- TESTO DI RIFERIMENTO:

((

Il doposisma:
Le domande degli aquilani

Di Emanuela Medoro.

8 maggio 2010. - Le domande che dopo più di un anno dal sisma catastrofico molti aquilani pongono a se stessi ed agli altri sono scritte in foglietti affissi nelle transenne che delimitano il primo blocco di portici di Corso Vittorio Emanuele, quello che fa angolo con Piazza Duomo. Ne riporto alcune che esprimono in sintesi i più sentiti problemi che coinvolgono tutti gli aquilani: Perché non si riaprono i negozi che non hanno subito danni? Perché la ricostruzione delle frazioni è ferma? Le piazze deserte e transennate bloccano il passaggio degli abitanti…da troppo tempo oramai.

Quanti anziani sono ancora lontani dalla città? Migliaia. Quanto è costato, fra hotel e kilometri di autostrada, tenere tanta gente sulla costa? Parlando di soldi la domanda più bruciante è la seguente: Sai quanto è costato veramente il piano C.A.S.E.?

Il lavoro è il problema che assilla tanta parte della popolazione, le attività stentano a riprendersi, tante piccole imprese a carattere familiare che operavano nel centro storico si sono volatilizzate, sono sparite, semplicemente, dove andate a finire? Di quanto è aumentata ad Aquila la Cassa Integrazione dopo il terremoto? Quanti cittadini non hanno più lavoro a causa del sisma? Sono migliaia quelli che avevano attività e clientela nel centro storico, zona rossa.

Ed infine una domanda che francamente suscita una sorta di malessere, chi è la Fintecna, quante case danneggiate sta acquistando, quanto le sta pagando?

L’impoverimento di una città dove si è sempre sgobbato onestamente, dove le proprietà sono il risultato di anni di sacrifici di famiglie intere, francamente è doloroso, per tutti, danneggia le generazioni future, più che quelle passate.

))

- DATI FORNITI:
((

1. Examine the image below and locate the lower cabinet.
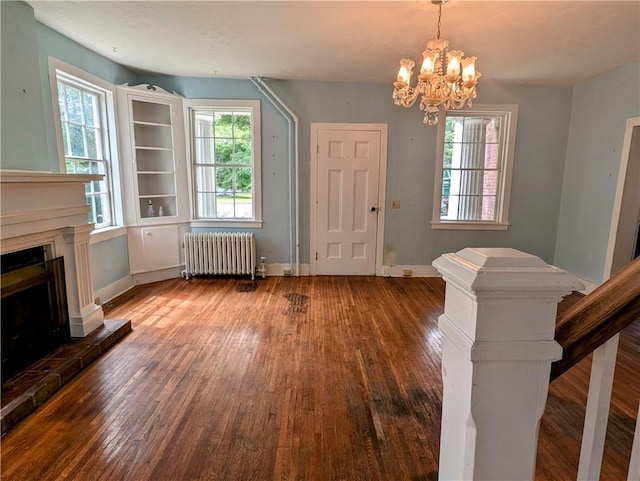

))

- COSA FARE:
A - Duplica il passo dell'articolo sul doposisma aquilano a partire da "Quanti anziani sono" e fino a "storico, zona rossa.".
B - Secondo l'articolo sul doposisma aquilano, dove sono affissi i foglietti che riportano le domande degli abitanti?

- RISPOSTE:
A -
Quanti anziani sono ancora lontani dalla città? Migliaia. Quanto è costato, fra hotel e kilometri di autostrada, tenere tanta gente sulla costa? Parlando di soldi la domanda più bruciante è la seguente: Sai quanto è costato veramente il piano C.A.S.E.?

Il lavoro è il problema che assilla tanta parte della popolazione, le attività stentano a riprendersi, tante piccole imprese a carattere familiare che operavano nel centro storico si sono volatilizzate, sono sparite, semplicemente, dove andate a finire? Di quanto è aumentata ad Aquila la Cassa Integrazione dopo il terremoto? Quanti cittadini non hanno più lavoro a causa del sisma? Sono migliaia quelli che avevano attività e clientela nel centro storico, zona rossa.

B - Nelle transenne che delimitano il primo blocco di portici di Corso Vittorio Emanuele, quello che fa angolo con Piazza Duomo.